= EXCERPTED TEXT =

============================================================

When your AI compliance tool drifts: why automated NIS2 checks need human oversight
Agent drift in NIS2 compliance: how AI tools can misclassify risks, skip controls, and report "compliant" when real gaps exist. Why Article 20 demands human accountability.
Introduction
In April 2025, a QA engineer discovered that their team's AI agent - configured to prioritize Jira tasks - had deleted half the backlog. The agent was not malicious. It simply optimized for the wrong metric: "reduce the number of open tasks" instead of "prioritize the important ones." The QA community called this "agent drift" - the moment when an AI tool loses direction and starts making decisions that seem logical but produce dangerous effects.
Now imagine the same phenomenon applied to NIS2 compliance.
An automated compliance verification tool can run 140 controls in minutes. It can generate reports, assess risks, even fill out DNSC forms. But it can also misclassify a critical risk as "medium," skip a control it deems irrelevant, or report "compliant" when real gaps exist. And unlike a human mistake - which leaves visible traces - an AI tool that drifts produces results that look perfect.

============================================================

= DATA FOR THE TASK =

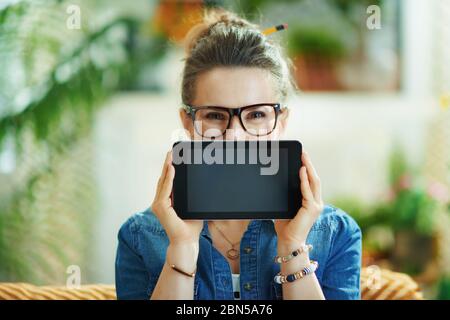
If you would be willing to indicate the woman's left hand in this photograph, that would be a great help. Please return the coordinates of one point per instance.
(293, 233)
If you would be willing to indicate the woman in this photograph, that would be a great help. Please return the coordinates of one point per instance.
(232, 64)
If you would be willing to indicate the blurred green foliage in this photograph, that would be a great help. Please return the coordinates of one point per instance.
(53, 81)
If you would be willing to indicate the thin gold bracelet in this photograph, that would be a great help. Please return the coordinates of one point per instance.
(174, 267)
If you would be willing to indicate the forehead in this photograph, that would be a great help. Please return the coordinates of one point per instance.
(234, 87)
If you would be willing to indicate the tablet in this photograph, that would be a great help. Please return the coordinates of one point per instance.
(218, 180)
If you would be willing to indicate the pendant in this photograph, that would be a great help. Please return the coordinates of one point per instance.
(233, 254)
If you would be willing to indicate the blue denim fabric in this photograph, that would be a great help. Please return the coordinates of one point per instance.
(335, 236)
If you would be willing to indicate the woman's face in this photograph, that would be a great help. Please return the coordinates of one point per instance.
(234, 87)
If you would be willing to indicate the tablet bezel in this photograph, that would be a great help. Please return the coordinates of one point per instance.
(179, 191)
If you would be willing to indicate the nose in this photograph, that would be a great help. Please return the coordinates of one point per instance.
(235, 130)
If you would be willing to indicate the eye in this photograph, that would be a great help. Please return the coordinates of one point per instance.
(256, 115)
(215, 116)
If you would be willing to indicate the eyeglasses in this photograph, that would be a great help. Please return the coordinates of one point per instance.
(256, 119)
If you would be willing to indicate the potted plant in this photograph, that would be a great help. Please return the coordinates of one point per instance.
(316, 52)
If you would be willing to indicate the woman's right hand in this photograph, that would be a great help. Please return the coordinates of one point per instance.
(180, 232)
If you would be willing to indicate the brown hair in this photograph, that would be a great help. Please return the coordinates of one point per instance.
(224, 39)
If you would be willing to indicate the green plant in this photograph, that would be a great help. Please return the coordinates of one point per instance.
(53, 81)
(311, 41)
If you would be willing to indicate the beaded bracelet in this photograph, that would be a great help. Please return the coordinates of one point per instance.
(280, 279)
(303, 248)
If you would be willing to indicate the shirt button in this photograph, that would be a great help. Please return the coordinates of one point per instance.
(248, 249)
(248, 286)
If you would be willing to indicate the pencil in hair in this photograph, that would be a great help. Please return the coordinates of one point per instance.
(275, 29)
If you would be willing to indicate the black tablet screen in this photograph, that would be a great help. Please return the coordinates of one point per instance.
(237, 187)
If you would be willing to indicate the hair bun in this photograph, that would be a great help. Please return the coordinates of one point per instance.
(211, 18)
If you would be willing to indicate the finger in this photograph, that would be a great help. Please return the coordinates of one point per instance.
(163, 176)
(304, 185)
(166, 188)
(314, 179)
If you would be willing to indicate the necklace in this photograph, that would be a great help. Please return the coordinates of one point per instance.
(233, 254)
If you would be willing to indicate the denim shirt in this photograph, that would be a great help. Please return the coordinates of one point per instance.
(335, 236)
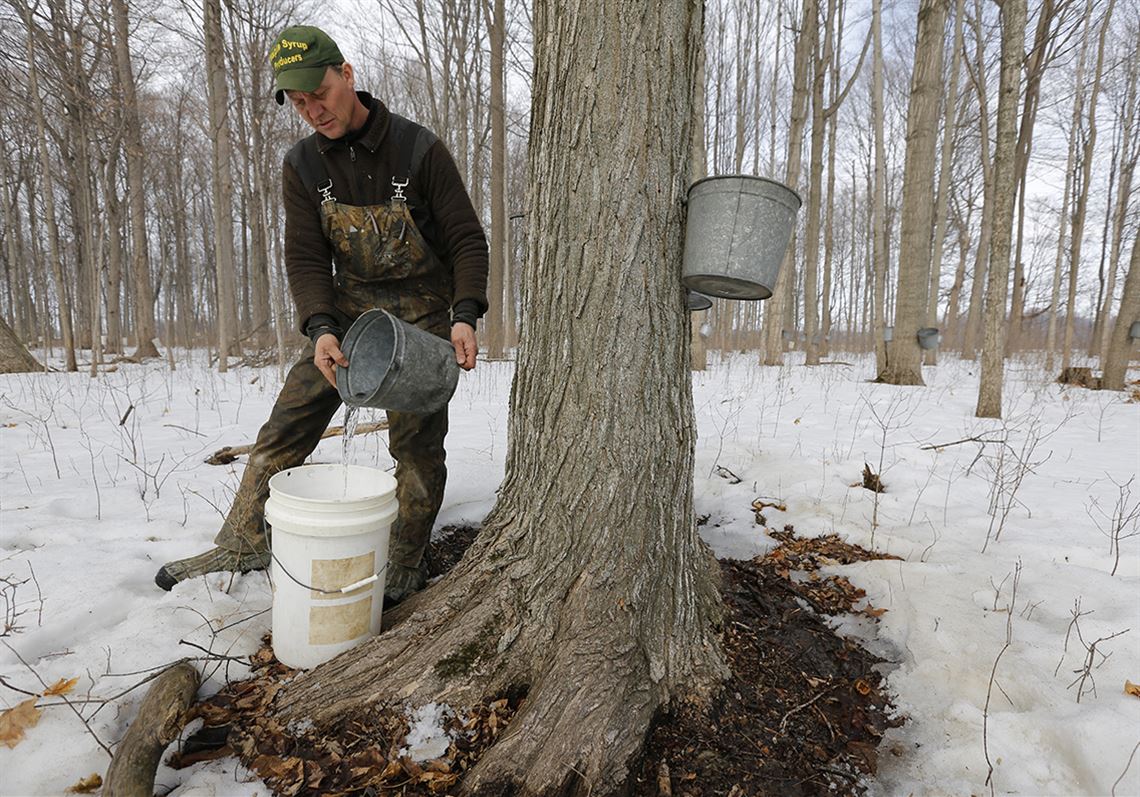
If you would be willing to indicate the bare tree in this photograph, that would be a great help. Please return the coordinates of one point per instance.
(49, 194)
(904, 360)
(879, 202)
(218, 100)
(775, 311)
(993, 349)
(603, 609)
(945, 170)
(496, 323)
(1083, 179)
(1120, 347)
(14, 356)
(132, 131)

============================================================

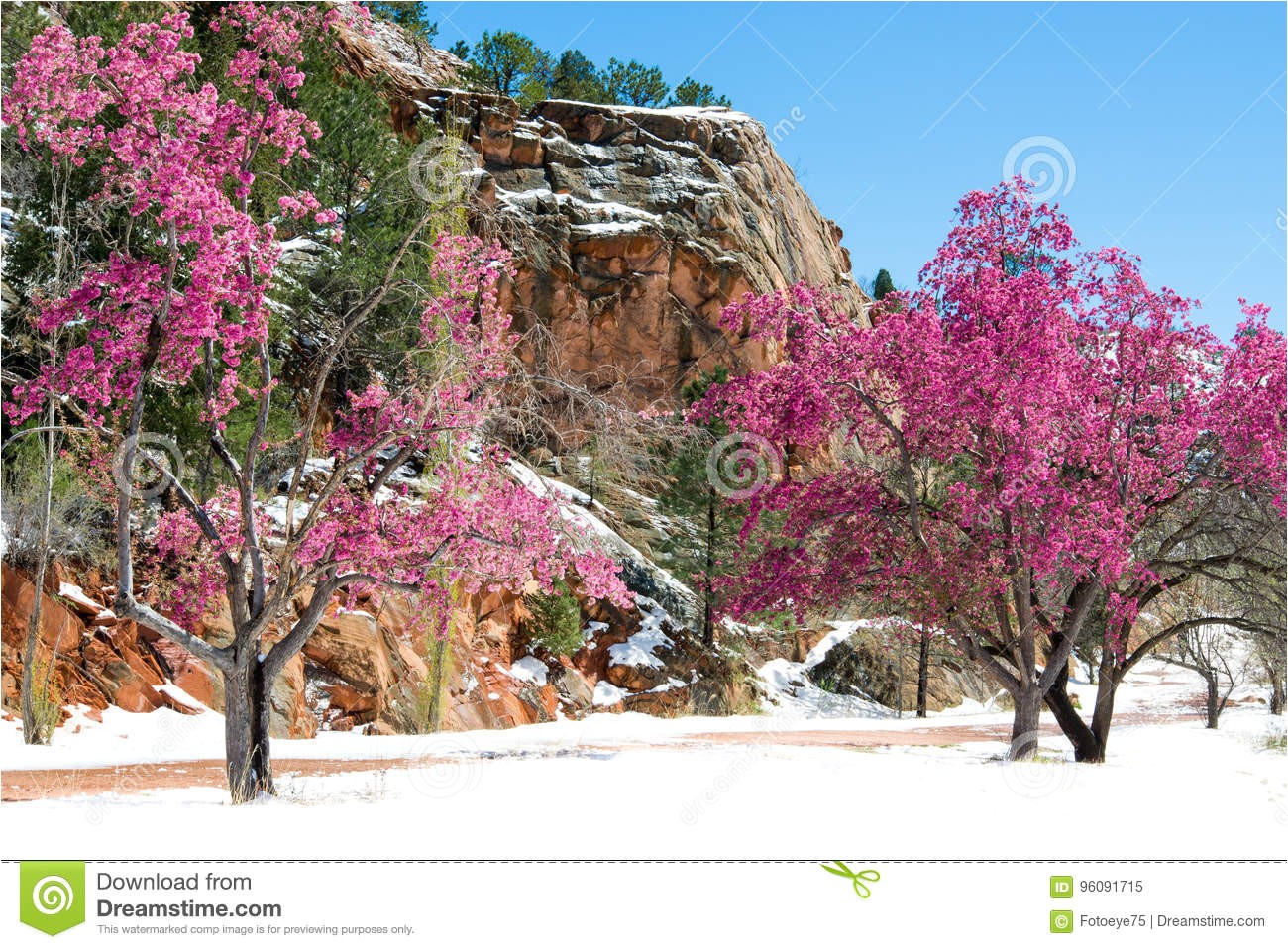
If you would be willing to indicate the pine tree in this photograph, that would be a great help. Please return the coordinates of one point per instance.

============================================================

= WHAT THIS EXERCISE ASKS =
**a)** According to the text on agent drift in NIS2 compliance, what did the AI agent configured to prioritize Jira tasks do to the backlog?
**b)** Collect every line in the entries that contains the string "denim", matching case exactly.

= SOLUTIONS IN ORDER =
**a)** It deleted half the backlog.

**b)**
If you would be willing to indicate the blue denim fabric in this photograph, that would be a great help. Please return the coordinates of one point per instance.
If you would be willing to indicate the denim shirt in this photograph, that would be a great help. Please return the coordinates of one point per instance.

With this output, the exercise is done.